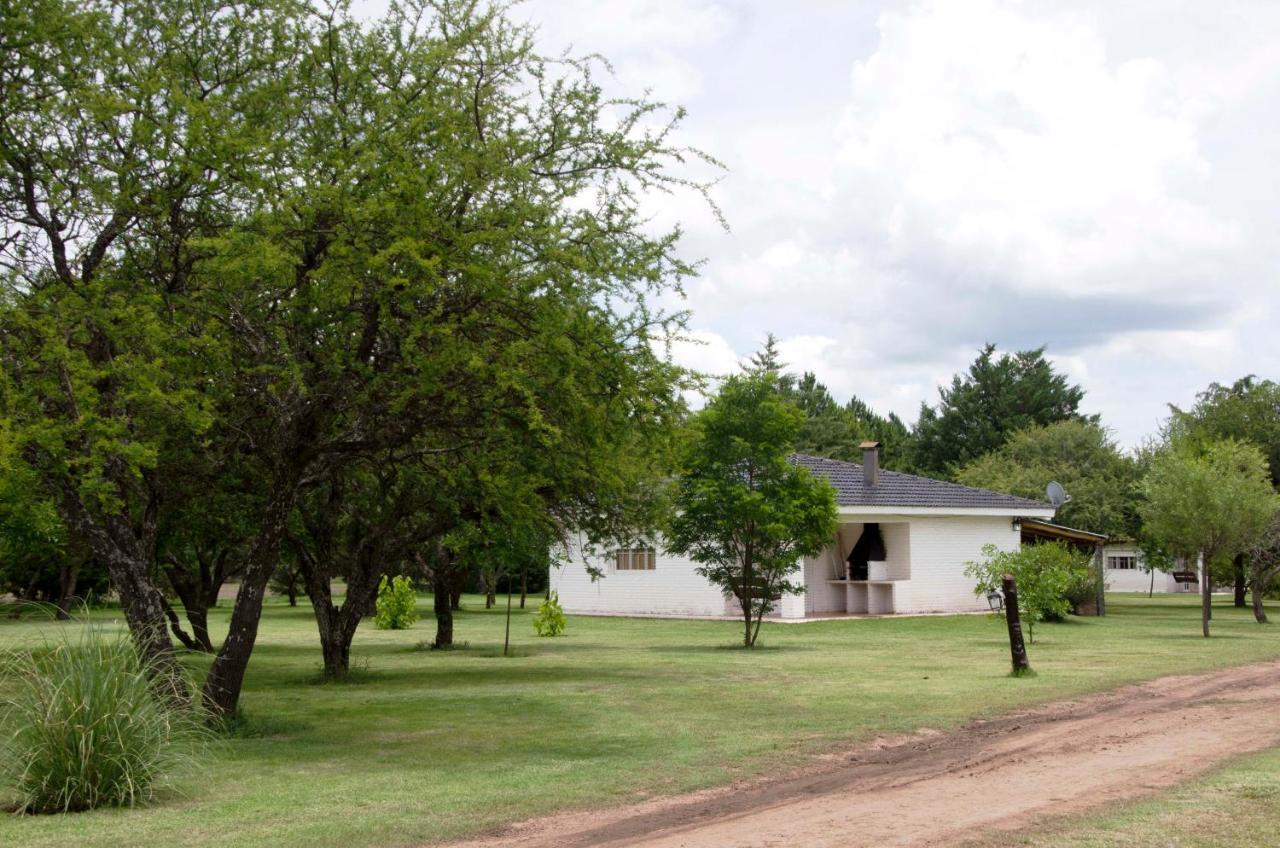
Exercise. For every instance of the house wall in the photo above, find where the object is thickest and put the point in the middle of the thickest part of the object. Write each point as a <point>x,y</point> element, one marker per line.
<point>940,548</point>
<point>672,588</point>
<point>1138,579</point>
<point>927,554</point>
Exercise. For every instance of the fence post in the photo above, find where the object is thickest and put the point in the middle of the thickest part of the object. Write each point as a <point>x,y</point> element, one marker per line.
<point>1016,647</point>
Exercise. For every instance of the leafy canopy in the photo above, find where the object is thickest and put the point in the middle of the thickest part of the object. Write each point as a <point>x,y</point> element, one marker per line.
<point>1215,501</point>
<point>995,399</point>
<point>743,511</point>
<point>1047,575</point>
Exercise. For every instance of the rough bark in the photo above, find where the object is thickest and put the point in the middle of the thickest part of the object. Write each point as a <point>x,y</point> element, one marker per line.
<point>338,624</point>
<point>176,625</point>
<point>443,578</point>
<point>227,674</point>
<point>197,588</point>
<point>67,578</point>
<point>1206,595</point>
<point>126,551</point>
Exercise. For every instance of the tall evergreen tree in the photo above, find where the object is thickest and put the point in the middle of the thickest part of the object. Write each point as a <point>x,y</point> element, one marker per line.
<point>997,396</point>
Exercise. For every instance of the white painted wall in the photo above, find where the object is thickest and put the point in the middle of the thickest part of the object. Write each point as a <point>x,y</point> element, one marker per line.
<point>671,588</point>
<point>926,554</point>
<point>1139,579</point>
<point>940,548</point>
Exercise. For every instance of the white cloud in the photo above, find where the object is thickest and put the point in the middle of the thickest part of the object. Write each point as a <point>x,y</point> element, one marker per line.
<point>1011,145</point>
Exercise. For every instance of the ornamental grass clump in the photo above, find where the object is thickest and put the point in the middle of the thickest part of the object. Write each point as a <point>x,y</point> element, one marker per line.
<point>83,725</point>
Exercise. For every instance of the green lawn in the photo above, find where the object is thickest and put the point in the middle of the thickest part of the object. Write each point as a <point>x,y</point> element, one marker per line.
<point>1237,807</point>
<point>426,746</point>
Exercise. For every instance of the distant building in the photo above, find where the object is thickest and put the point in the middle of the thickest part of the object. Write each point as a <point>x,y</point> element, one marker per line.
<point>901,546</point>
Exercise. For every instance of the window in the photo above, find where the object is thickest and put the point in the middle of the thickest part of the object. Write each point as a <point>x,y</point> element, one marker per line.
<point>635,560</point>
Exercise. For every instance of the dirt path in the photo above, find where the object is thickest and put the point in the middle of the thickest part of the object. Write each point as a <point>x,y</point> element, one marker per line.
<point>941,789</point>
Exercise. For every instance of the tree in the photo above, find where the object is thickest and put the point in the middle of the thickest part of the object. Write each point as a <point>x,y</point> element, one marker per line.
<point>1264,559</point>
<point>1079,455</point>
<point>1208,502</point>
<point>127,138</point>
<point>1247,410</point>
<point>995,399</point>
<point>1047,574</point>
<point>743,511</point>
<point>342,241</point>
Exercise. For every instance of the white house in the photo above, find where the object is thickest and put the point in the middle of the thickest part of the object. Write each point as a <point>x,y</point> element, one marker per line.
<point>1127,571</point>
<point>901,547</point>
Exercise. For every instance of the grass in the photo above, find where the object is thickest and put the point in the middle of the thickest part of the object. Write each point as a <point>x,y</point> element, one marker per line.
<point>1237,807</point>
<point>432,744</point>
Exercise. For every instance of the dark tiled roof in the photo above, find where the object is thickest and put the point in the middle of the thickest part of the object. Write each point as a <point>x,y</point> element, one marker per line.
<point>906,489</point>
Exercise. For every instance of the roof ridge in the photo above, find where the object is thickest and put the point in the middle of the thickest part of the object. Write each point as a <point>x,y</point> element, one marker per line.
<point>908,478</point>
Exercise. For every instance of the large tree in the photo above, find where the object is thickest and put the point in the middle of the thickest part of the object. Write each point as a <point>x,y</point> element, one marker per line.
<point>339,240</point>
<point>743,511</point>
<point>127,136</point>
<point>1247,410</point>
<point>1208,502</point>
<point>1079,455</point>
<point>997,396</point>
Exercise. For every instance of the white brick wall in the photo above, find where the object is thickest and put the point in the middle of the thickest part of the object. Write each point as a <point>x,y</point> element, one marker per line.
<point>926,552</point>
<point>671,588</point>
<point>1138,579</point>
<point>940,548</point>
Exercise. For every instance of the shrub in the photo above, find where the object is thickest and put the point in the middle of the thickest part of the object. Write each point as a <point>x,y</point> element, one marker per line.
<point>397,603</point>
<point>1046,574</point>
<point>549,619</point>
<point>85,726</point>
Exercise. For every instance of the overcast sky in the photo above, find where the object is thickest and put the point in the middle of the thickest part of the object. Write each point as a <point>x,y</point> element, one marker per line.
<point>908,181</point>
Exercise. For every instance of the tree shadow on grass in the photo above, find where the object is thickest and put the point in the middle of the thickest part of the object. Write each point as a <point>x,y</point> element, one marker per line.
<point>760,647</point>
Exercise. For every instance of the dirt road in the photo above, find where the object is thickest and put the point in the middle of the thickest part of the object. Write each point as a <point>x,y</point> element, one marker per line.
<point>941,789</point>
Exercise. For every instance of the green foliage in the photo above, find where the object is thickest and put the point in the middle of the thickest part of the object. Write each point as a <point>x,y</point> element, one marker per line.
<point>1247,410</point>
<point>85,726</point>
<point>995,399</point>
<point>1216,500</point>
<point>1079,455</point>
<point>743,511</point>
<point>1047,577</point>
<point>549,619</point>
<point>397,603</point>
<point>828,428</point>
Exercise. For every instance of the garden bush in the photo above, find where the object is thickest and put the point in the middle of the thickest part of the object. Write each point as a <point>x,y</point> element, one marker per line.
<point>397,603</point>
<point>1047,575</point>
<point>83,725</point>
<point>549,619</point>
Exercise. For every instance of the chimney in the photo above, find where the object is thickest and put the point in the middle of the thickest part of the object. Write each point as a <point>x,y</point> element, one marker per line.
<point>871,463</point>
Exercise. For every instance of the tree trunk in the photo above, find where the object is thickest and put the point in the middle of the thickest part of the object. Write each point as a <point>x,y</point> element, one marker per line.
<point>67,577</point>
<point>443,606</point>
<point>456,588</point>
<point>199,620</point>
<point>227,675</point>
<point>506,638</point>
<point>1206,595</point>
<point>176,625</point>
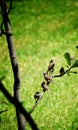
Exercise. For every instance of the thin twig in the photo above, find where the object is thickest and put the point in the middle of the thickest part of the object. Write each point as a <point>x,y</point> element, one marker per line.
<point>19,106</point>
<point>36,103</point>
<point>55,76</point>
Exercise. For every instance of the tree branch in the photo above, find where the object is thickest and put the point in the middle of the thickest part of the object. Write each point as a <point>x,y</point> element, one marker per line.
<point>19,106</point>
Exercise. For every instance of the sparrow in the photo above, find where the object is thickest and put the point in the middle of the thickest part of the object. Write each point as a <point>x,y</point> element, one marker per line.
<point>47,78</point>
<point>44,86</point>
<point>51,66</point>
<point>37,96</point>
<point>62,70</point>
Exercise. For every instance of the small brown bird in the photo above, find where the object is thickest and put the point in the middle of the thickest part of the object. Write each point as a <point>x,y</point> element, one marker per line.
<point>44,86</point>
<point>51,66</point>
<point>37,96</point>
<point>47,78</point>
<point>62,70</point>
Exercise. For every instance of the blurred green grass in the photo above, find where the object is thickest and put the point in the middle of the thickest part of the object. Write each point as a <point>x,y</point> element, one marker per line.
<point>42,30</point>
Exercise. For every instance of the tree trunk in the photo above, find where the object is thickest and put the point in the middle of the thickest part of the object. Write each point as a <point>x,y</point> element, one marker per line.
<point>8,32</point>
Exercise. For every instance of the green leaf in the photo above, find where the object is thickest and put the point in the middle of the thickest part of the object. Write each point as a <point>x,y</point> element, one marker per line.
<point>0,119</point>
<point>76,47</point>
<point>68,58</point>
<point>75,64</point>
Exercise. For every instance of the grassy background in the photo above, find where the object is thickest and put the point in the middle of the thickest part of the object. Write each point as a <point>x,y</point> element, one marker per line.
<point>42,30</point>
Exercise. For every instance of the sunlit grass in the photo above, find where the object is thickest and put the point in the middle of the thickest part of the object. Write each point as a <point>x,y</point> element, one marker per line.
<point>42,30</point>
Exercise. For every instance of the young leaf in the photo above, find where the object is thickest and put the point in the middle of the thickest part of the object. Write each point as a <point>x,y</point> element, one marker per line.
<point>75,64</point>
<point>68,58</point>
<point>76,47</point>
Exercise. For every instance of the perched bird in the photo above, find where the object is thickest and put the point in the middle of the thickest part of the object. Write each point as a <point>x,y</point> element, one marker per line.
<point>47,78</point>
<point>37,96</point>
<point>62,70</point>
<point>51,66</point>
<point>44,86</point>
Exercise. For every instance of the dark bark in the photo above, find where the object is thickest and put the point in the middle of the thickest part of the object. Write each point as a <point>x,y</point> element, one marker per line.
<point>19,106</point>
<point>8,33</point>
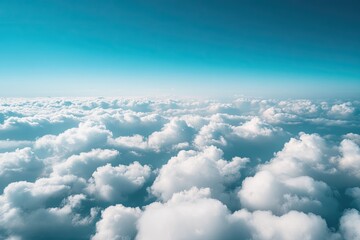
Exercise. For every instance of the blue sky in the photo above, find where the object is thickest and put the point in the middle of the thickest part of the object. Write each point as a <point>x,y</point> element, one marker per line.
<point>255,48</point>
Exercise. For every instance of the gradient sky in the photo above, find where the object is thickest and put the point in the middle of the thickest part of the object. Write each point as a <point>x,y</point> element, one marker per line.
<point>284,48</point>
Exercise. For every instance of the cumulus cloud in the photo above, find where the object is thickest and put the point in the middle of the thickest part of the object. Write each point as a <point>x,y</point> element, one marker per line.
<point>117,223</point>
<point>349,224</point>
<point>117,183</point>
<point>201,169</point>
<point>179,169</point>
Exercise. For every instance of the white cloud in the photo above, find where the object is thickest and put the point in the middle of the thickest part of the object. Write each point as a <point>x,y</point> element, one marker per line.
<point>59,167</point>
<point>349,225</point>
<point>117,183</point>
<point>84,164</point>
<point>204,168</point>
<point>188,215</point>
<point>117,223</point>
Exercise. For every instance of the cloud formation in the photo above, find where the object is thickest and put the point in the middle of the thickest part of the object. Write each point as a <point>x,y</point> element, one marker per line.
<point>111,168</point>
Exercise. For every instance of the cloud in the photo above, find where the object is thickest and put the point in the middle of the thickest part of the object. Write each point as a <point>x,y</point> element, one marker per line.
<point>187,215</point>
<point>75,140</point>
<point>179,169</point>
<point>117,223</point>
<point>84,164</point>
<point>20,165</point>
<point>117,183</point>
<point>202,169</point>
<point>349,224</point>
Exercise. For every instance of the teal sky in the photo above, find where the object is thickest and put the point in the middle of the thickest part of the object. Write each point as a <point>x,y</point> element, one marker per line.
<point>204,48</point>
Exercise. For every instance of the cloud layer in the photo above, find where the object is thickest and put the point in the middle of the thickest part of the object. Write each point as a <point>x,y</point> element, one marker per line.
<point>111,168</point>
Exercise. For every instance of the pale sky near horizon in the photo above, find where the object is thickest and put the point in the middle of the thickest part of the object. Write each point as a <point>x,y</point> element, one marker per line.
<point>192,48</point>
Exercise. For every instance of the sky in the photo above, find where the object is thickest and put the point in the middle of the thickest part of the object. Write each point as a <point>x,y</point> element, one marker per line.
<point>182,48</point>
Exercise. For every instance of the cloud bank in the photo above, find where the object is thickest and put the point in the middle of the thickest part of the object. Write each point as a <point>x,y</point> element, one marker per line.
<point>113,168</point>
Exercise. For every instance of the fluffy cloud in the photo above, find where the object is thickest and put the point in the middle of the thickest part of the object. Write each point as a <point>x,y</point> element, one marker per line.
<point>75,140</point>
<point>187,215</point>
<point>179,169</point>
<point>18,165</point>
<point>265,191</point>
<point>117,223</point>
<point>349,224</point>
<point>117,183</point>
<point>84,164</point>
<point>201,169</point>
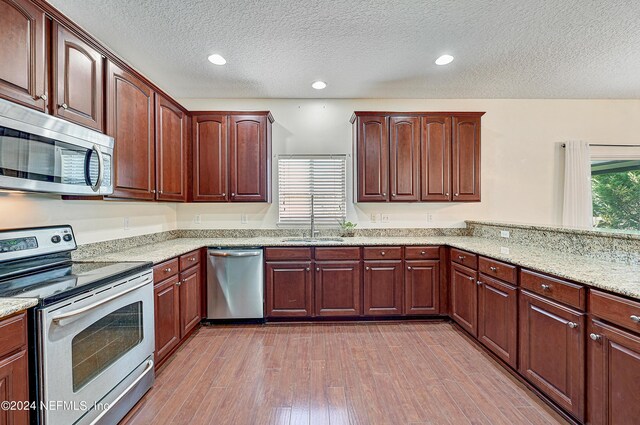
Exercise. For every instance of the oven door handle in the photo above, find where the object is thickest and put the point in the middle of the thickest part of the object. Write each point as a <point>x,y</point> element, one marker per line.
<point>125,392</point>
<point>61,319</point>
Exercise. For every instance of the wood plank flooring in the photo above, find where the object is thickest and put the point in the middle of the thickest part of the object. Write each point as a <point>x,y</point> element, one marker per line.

-----

* [Task requirements]:
Switch every "thickest" to "widest" in the lines from the line with "Exercise. For every instance of the green lawn" to the line with "<point>901,547</point>", both included. Return only those lines, with nothing else changed.

* [Answer to the problem]:
Exercise. For every instance of the green lawn in the photo above, find where the object is widest and put the point in the middle of the widest part of the object. Write each point as a <point>x,y</point> element, one marker per line.
<point>1237,807</point>
<point>426,746</point>
Exercise. For every instance of the distant building in the photo above, find where the object is widest and put the point in the middle of the widest part of the object. Write each point as a <point>x,y</point> element, one marker per line.
<point>901,546</point>
Exercise. For every instance of the window in the photo above, find where the object is widest and put the point in the middle of the widest part of the object. Write each point as a <point>x,y</point> element, one marker per line.
<point>635,560</point>
Exercise. For every instance of the dirt path in the photo above, find where the object is widest and put the point in the middle of the widest part of the object. Write each point as a <point>x,y</point> element, one marker per line.
<point>941,789</point>
Exercise. For every instance of the tree in the photo above, find where the object is widest and put the point in the middle of the widest part of the object. Write each point as a <point>x,y</point> element, one marker per line.
<point>1264,559</point>
<point>1079,455</point>
<point>1208,502</point>
<point>127,138</point>
<point>1247,410</point>
<point>995,399</point>
<point>1047,574</point>
<point>743,511</point>
<point>342,241</point>
Exercise. For every instance of the white house in the photo above, find where the object is widest and put the point in the middle of the widest part of the object. Write each point as a <point>x,y</point> element, one marker per line.
<point>1127,571</point>
<point>901,547</point>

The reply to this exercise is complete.